**Provided text**
It’s very unlikely that you’ll have all the skills you’d need to excel in your chosen career. There’ll be some deficiencies that require overcoming, and it’s important to work out what your weaknesses are, and how to compensate for them. If you can’t react quickly, you’ll need to be able to predict – or, indeed, cause – future events. To a large extent, this applies to the most successful England football manager of all time.
Most famous for being the manager of England when they won the football World Cup in 1966, Sir Alf’s nickname of ‘The General’ came from his playing days. A penalty kick specialist, patiently allowing the goalkeepers to make the first move, all three of his goals for England came from the spot. He was a slow player, but his reading of the game made up for his lack of pace.
In 1955, Ramsey became manager of Ipswich Town F.C. They were playing in the Third Division South. In 1962, they had won the Football League First Division in their debut season in that league. This was largely due to Ramsey’s tactical prowess and teamwork rather than great individuals, with players bought to fit a system. However unlikely this success may seem, it can’t be denied that it raised Ipswich Town to previously unheard of and unexpected heights, and by due process it led England to their only World Cup (and, indeed, only major international tournament final to date).

**Data for analysis**
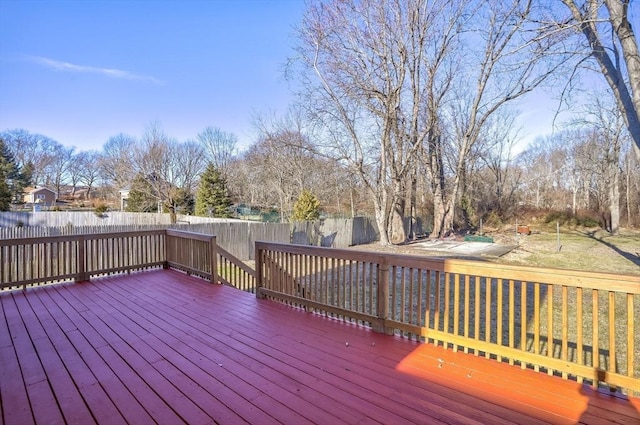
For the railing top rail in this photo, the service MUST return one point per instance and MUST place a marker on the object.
(590, 280)
(191, 235)
(86, 236)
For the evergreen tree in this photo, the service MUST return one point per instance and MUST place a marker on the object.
(213, 198)
(141, 196)
(307, 207)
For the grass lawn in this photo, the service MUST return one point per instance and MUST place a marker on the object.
(592, 250)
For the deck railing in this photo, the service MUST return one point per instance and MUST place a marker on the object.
(573, 324)
(35, 261)
(77, 257)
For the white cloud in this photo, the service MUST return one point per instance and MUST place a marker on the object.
(108, 72)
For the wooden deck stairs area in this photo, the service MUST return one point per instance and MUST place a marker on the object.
(163, 347)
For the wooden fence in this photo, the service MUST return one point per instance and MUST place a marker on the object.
(573, 324)
(236, 237)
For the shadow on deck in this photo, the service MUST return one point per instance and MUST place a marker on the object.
(163, 347)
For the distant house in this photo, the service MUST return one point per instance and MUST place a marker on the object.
(124, 199)
(40, 195)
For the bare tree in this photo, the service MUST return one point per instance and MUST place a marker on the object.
(58, 170)
(88, 169)
(34, 150)
(169, 168)
(116, 161)
(612, 43)
(365, 79)
(610, 132)
(220, 146)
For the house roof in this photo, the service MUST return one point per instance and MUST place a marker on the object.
(31, 190)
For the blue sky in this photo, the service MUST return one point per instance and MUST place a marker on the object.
(83, 71)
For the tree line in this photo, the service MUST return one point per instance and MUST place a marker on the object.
(408, 109)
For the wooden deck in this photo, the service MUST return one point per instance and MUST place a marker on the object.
(162, 347)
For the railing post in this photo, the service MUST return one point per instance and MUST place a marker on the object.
(165, 263)
(383, 296)
(81, 260)
(214, 259)
(259, 270)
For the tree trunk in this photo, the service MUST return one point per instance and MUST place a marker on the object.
(413, 231)
(628, 191)
(614, 198)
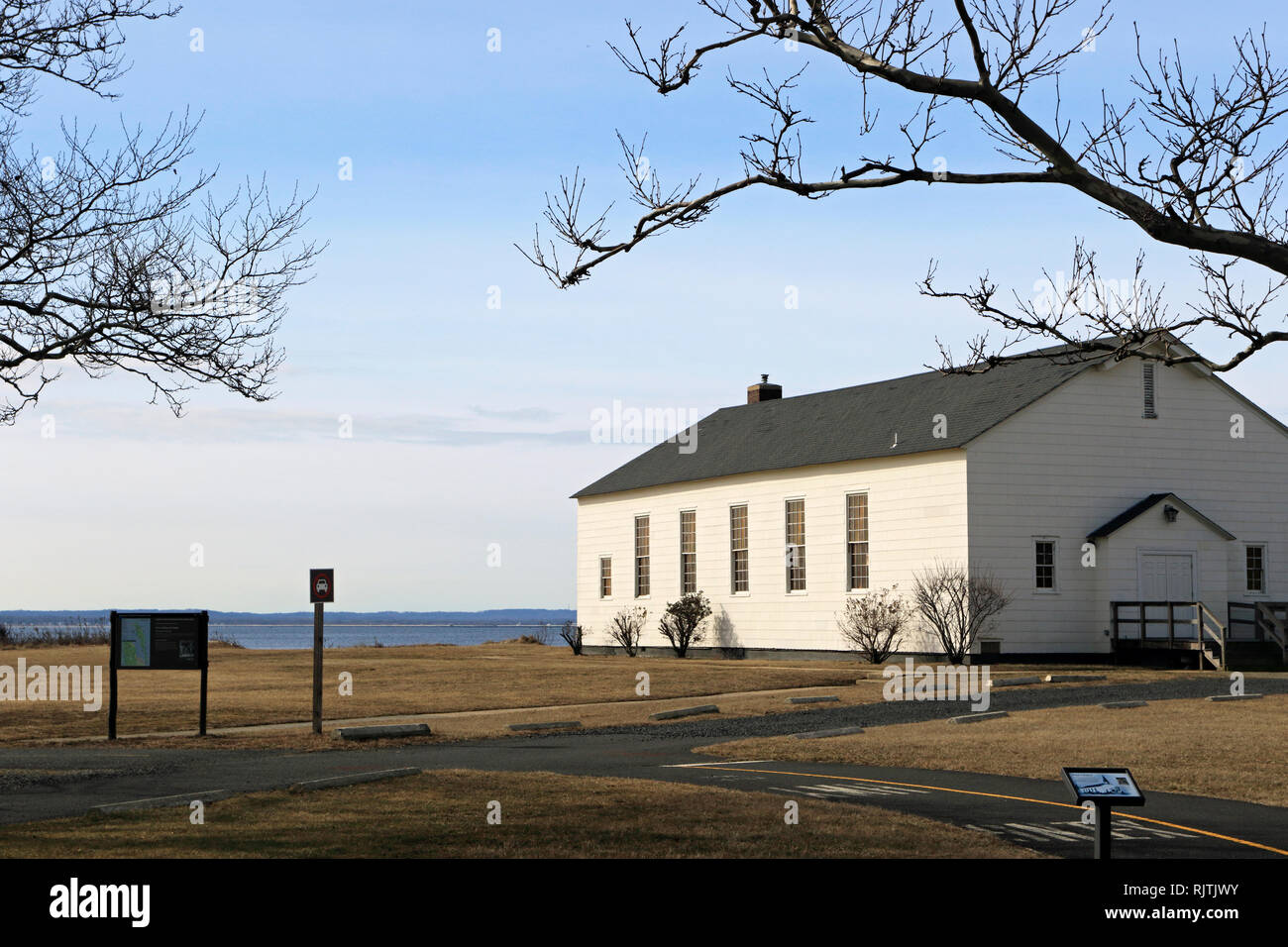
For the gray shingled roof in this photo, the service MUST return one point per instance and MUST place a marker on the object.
(845, 424)
(1147, 504)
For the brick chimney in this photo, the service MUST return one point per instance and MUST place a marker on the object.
(764, 392)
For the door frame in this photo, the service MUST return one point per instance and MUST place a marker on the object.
(1192, 552)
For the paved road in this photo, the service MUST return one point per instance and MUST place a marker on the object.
(65, 781)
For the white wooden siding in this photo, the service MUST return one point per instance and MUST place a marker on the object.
(915, 508)
(1082, 455)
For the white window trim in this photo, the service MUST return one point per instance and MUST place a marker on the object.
(845, 543)
(1265, 571)
(1055, 565)
(599, 575)
(746, 505)
(634, 557)
(697, 586)
(794, 592)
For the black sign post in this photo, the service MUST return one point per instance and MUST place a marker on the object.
(1106, 788)
(160, 642)
(321, 590)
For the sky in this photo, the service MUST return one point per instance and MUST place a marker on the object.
(467, 382)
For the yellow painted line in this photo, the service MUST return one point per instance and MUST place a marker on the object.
(997, 795)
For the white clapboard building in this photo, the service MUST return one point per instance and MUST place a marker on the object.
(1121, 504)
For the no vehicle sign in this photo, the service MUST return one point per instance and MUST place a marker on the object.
(322, 585)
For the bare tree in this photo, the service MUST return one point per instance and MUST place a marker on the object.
(874, 624)
(572, 635)
(1190, 163)
(682, 625)
(112, 260)
(626, 626)
(957, 604)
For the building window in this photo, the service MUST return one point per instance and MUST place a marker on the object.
(738, 549)
(795, 545)
(642, 583)
(1256, 564)
(688, 552)
(857, 540)
(1043, 565)
(1147, 389)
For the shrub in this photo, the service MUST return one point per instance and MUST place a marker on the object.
(626, 628)
(682, 624)
(572, 634)
(874, 624)
(958, 604)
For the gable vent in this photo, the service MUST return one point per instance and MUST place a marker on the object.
(1147, 389)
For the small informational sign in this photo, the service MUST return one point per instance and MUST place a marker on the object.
(160, 641)
(1104, 784)
(321, 585)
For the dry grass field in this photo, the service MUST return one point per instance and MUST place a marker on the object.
(1233, 750)
(263, 686)
(473, 692)
(542, 815)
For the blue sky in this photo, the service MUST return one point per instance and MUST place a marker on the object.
(472, 424)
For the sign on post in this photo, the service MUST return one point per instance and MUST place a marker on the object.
(321, 590)
(159, 642)
(1106, 788)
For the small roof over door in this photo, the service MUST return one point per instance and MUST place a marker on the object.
(1147, 504)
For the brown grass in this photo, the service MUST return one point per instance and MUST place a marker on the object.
(261, 686)
(253, 686)
(1193, 746)
(542, 815)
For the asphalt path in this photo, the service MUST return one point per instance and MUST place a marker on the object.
(50, 783)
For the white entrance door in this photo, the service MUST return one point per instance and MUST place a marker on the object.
(1167, 578)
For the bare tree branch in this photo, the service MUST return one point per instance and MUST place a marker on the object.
(1189, 163)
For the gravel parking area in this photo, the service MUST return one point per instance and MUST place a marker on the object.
(1031, 697)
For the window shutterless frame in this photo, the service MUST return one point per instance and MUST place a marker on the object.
(688, 552)
(795, 548)
(739, 553)
(643, 579)
(858, 566)
(1044, 573)
(605, 577)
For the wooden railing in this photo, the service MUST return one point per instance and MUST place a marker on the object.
(1199, 628)
(1211, 626)
(1273, 626)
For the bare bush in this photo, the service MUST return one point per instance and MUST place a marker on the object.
(626, 628)
(682, 625)
(958, 604)
(574, 635)
(874, 624)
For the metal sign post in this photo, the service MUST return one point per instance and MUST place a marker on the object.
(321, 590)
(158, 641)
(1106, 788)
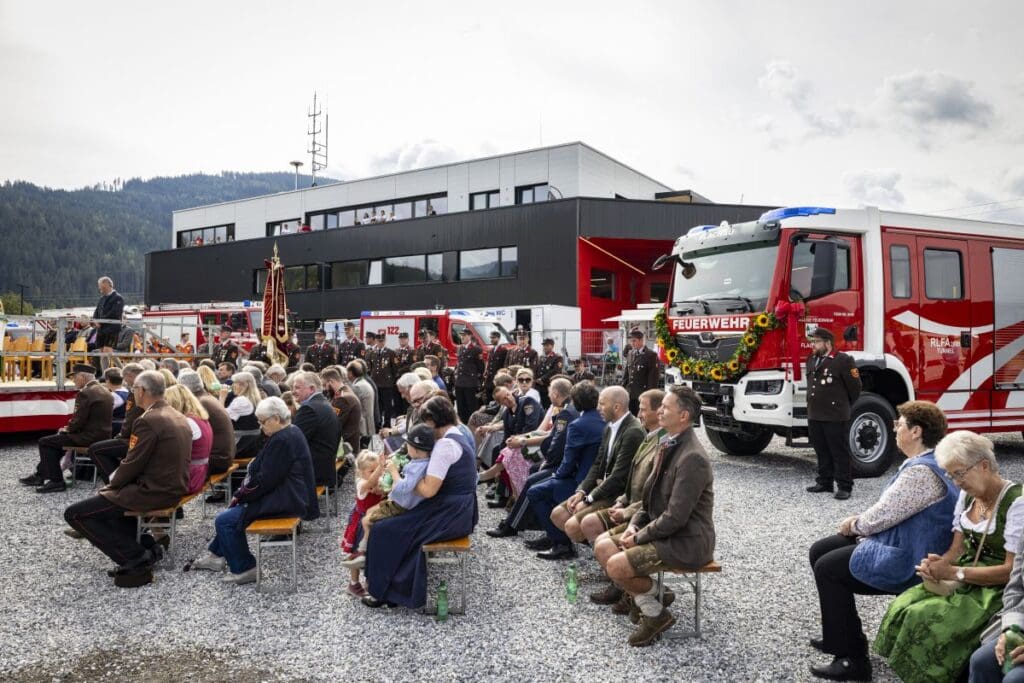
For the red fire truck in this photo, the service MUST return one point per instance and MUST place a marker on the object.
(930, 307)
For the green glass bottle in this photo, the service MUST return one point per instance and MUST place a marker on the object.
(571, 585)
(1015, 638)
(442, 602)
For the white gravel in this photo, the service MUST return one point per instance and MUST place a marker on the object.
(62, 620)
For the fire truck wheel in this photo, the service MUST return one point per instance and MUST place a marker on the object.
(739, 444)
(872, 444)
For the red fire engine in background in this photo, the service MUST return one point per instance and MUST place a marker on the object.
(930, 308)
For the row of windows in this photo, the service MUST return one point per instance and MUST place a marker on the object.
(943, 273)
(207, 236)
(473, 264)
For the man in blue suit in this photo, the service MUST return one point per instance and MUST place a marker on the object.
(582, 442)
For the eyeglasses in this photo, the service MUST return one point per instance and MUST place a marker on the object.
(961, 474)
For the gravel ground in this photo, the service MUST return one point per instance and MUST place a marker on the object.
(62, 620)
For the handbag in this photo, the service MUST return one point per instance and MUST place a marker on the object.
(946, 587)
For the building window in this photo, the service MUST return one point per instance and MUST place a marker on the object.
(943, 274)
(349, 273)
(282, 227)
(496, 262)
(487, 200)
(206, 236)
(602, 284)
(899, 271)
(531, 194)
(297, 279)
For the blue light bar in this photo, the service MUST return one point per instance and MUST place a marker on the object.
(790, 212)
(700, 228)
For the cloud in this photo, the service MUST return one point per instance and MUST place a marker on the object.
(412, 156)
(934, 98)
(782, 82)
(875, 187)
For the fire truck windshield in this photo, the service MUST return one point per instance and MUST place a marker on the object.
(725, 282)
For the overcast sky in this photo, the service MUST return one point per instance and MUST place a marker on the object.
(913, 105)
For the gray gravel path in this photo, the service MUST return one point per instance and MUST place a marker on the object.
(62, 620)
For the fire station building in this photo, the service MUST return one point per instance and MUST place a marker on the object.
(564, 224)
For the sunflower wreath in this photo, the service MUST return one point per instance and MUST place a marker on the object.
(709, 370)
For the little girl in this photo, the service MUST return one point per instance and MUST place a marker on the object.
(368, 494)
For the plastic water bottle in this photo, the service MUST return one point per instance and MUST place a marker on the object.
(1015, 638)
(571, 585)
(442, 602)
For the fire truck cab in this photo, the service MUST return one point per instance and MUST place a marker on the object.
(930, 308)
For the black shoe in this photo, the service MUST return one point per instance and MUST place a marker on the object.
(558, 553)
(503, 531)
(845, 669)
(51, 487)
(373, 602)
(544, 543)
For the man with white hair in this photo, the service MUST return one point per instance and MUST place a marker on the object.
(110, 307)
(90, 422)
(153, 475)
(318, 423)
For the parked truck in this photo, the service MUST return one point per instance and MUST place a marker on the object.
(929, 307)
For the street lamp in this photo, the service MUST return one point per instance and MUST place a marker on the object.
(296, 164)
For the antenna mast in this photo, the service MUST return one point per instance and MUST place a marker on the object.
(316, 151)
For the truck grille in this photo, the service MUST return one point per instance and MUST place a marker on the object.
(716, 350)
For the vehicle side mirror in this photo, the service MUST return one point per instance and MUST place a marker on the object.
(823, 274)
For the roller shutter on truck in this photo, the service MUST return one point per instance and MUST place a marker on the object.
(1008, 289)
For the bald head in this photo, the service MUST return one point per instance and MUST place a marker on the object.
(613, 402)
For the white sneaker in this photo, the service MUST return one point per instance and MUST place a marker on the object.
(241, 579)
(210, 562)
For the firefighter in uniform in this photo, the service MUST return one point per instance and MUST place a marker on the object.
(226, 350)
(350, 348)
(550, 365)
(497, 359)
(468, 376)
(522, 354)
(383, 365)
(641, 371)
(321, 354)
(430, 346)
(833, 386)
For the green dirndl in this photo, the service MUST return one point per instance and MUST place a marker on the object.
(930, 638)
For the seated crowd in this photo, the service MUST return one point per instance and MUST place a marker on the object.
(944, 537)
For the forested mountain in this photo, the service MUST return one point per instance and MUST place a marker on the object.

**Questions**
a) Rewrite the Alf Ramsey text from "In 1955, Ramsey" up to and including "final to date).", renaming "Ramsey" as "Sir Alf" everywhere it occurs.
b) Carry the piece on Alf Ramsey forward from its final sentence.

**Results for the exercise**
a)
In 1955, Sir Alf became manager of Ipswich Town F.C. They were playing in the Third Division South. In 1962, they had won the Football League First Division in their debut season in that league. This was largely due to Sir Alf’s tactical prowess and teamwork rather than great individuals, with players bought to fit a system. However unlikely this success may seem, it can’t be denied that it raised Ipswich Town to previously unheard of and unexpected heights, and by due process it led England to their only World Cup (and, indeed, only major international tournament final to date).

b)
Ramsey’s planning worked, largely by exploiting gaps in the opposition’s tactics. His prediction of an English World Cup win in ’66 seemed as unlikely then would Roy Hodgson stating it now. England’s previous record in international tournaments had not been good, and Ramsey had been involved as a player. Now, he insisted on complete control over player selection and imposed a strict regime on those he did select, making everyone uncertain of their standing, thereby causing them to up their game. Recognising and promoting talent is a key skill for any leader, so Ramsey appointed a young Bobby Moore as captain…
A sign of a great leader is not just picking an able deputy, but also instilling a unity and desire to improve. His approach levelled the playing field for all who aspired to play for their country and rewarded hard work rather than reputation. Ramsey’s England were a group working towards the same goal, and he encouraged them to be patient. Results didn’t improve instantly, but began picking up in the 1966 World Cup Group stages. Making difficult decisions – another prerequisite of a great leader – was part and parcel of this, as when he left out the fans’ favourite Jimmy Greaves and replaced him with Geoff Hurst, who would go on to be the only man to date to score a hat-trick in a World Cup final. When the final whistle went against West Germany, Ramsey let the players soak up the celebrations. He was not a demonstrative man, but his self-awareness, patience and confidence in his own ability, and of making people buy into his ideas, means that Sir Alf Ramsey’s management career is full of lessons for aspiring leaders.